• Extrait choisi

14 En France, les investigations techniques ont été confiées à un collège de trois experts, dont le rapport final, déposé le 23 décembre 2016, a conclu à l’existence de facteurs ayant contribué à cet accident, tels que l’activité saisonnière des pilotes, qui aurait contribué à abaisser leur niveau de performance face à des situations inusuelles, et le volume insuffisant ainsi que le contenu incomplet de leurs entraînements au sol et sur simulateur de vol, qui auraient contribué, notamment, à un
défaut de réaction adaptée face à la situation concernée.

• Extrait de données
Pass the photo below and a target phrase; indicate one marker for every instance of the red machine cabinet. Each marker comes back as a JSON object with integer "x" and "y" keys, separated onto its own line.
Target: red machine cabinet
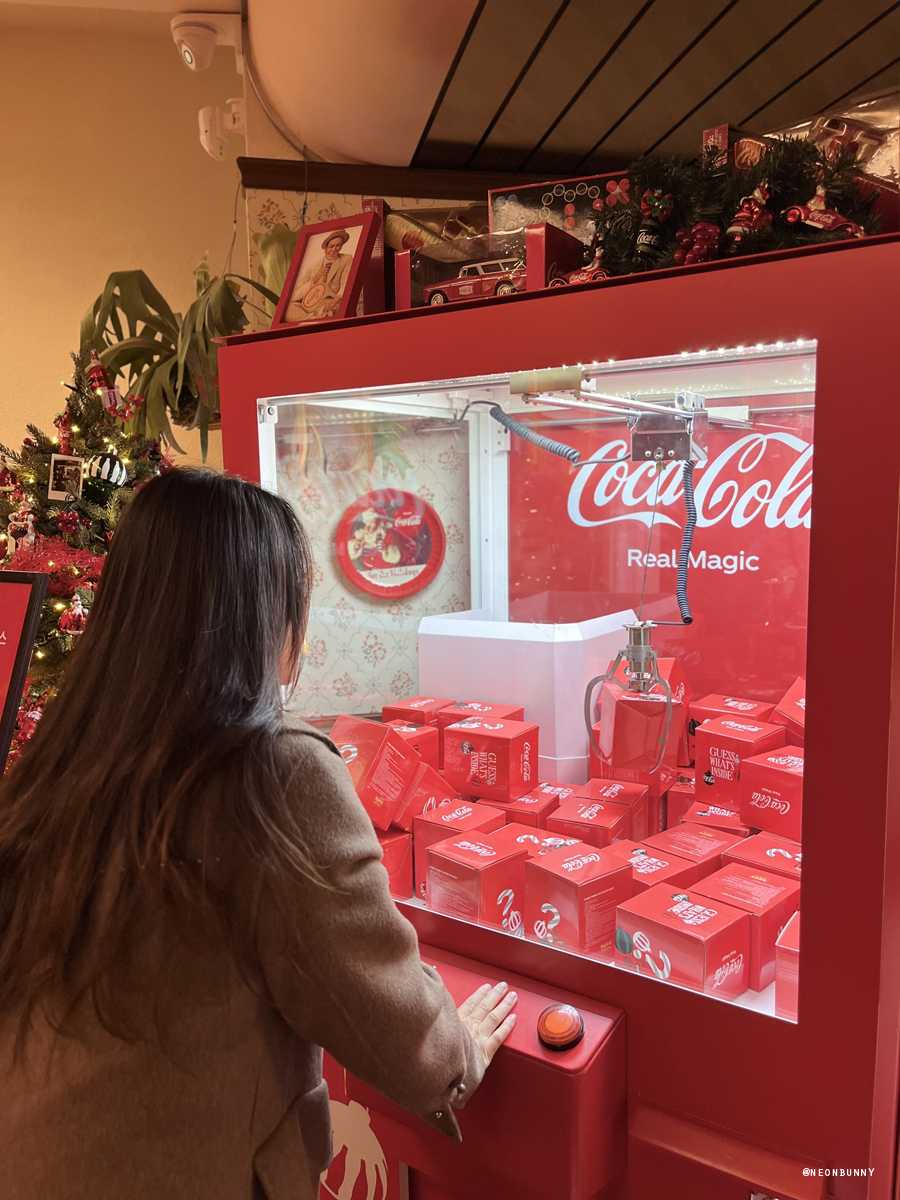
{"x": 723, "y": 1102}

• Exercice
Pourriez-vous recopier à l'identique le passage de l'extrait choisi compris entre « 14 En France, les » et « la situation concernée. », ces deux bornes incluses ? Fondez-vous uniquement sur l'extrait choisi, sans tenir compte des lignes.

• Réponse proposée
14 En France, les investigations techniques ont été confiées à un collège de trois experts, dont le rapport final, déposé le 23 décembre 2016, a conclu à l’existence de facteurs ayant contribué à cet accident, tels que l’activité saisonnière des pilotes, qui aurait contribué à abaisser leur niveau de performance face à des situations inusuelles, et le volume insuffisant ainsi que le contenu incomplet de leurs entraînements au sol et sur simulateur de vol, qui auraient contribué, notamment, à un
défaut de réaction adaptée face à la situation concernée.